→ Problèmes à résoudre:
1. Dans l'extrait sur les emplois d'avenir dans le sport, combien d'emplois la Fédération française de football s'est-elle engagée à créer ?
2. Résumez en deux phrases l'extrait sur les emplois d'avenir dans le sport.
3. Recopiez à l'identique la partie de l'extrait sur les emplois d'avenir dans le sport qui commence aux mots « Avec 8.000 contrats » et s'arrête après « formées derrière elles. ».

*** Passage cité ***

Avec 8.000 contrats emplois d'avenir signés à l'heure actuelle dans le champ de compétences du ministère des Sports, de la Jeunesse, de l'Education populaire et de la Vie associative, le bilan chiffré est bon. L'objectif de 15.000 signatures à la fin 2014 – soit 10% de l'ensemble des contrats – demeure largement à la portée de la ministre Valérie Fourneyron. Le pari était cependant risqué en début d'année. Au moment du lancement du dispositif, le Comité national olympique et sportif français (CNOSF) avait émis quelques réserves sous une critique générale : le mouvement sportif a besoin de personnes capables de tirer les associations vers le haut, vers la professionnalisation de ses structures, plutôt que d'associations tirant des personnes non formées derrière elles.
Métiers du sport et métiers dans le sport
A Anglet, Frédéric Delannoy, conseiller sport chargé de l'emploi et de la formation au cabinet de Valérie Fourneyron, a d'entrée resitué le débat : "Les réticences du CNOSF n'étaient pas tant liées à une distance sociale qu'à une absence de qualification. Or avec le sport, nous sommes dans un champ de professions réglementées qui exigent un diplôme pour pouvoir exercer." Selon lui, l'un des défis spécifiques et quelque peu kafkaïens des emplois d'avenir dans le sport consisterait donc à faire travailler des gens tout en leur assurant la formation qui leur permettrait de travailler… "On est sorti de cette affaire avec plusieurs pistes, explique Frédéric Delannoy. La première revient à considérer que tous les métiers du sport ne sont pas que des métiers d'encadrement." Autrement dit, on peut travailler dans le champ du sport et aider une association à se professionnaliser sans pour autant occuper un poste directement lié au sport. "On a tous connu l'époque où l'entraîneur faisait aussi le secrétariat, a commenté Didier Besseyre, président de la Fédération française du sport d'entreprise. Ce modèle s'est terminé il y a une vingtaine d'années avec l'apparition d'éducateurs sportifs diplômés. Pour de la valeur ajoutée technique, il faut quelqu'un de diplômé, mais sur de la gestion de planning ou de la mise en relation, il n'est pas nécessaire d'avoir un brevet d'Etat." Un certain nombre de fédérations se sont ainsi mobilisées sur des métiers dans le sport qui ne sont pas des métiers du sport et de l'encadrement, à l'image de la Fédération française de football qui s'est engagée à créer mille emplois dans des domaines très divers : encadrement sportif, bien entendu, mais également accueil, administration et comptabilité, médiation sociale, entretien d’installations et gestion d’équipements ou sécurité.

*** Liste des enregistrements ***

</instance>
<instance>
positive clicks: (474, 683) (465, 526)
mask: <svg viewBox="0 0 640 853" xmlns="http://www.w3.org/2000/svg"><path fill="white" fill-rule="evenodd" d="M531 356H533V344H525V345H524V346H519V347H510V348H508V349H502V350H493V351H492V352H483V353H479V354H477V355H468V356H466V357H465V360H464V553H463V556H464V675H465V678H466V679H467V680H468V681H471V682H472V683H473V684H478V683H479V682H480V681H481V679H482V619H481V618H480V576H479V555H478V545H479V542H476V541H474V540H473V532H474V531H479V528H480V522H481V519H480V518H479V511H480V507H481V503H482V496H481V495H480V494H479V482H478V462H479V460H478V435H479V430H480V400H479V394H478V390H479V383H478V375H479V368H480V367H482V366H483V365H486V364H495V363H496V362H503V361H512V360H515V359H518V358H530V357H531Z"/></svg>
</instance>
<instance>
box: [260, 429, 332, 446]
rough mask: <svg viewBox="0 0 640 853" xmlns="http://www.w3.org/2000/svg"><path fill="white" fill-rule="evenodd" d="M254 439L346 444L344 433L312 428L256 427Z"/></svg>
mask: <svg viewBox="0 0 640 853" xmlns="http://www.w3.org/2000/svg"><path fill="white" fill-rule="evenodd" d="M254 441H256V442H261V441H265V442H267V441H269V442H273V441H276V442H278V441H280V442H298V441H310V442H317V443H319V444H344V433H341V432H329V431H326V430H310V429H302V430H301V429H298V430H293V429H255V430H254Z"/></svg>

***

→ Résultats attendus:
1. Mille emplois.

2. Avec 8.000 contrats emplois d'avenir signés dans le champ du ministère des Sports, le bilan est bon et l'objectif de 15.000 signatures fin 2014 reste largement à portée, malgré les réserves initiales du CNOSF liées à une absence de qualification. L'une des pistes retenues consiste à ouvrir des métiers dans le sport qui ne sont pas des métiers d'encadrement, à l'image de la Fédération française de football, engagée à créer mille emplois dans des domaines très divers.

3.
Avec 8.000 contrats emplois d'avenir signés à l'heure actuelle dans le champ de compétences du ministère des Sports, de la Jeunesse, de l'Education populaire et de la Vie associative, le bilan chiffré est bon. L'objectif de 15.000 signatures à la fin 2014 – soit 10% de l'ensemble des contrats – demeure largement à la portée de la ministre Valérie Fourneyron. Le pari était cependant risqué en début d'année. Au moment du lancement du dispositif, le Comité national olympique et sportif français (CNOSF) avait émis quelques réserves sous une critique générale : le mouvement sportif a besoin de personnes capables de tirer les associations vers le haut, vers la professionnalisation de ses structures, plutôt que d'associations tirant des personnes non formées derrière elles.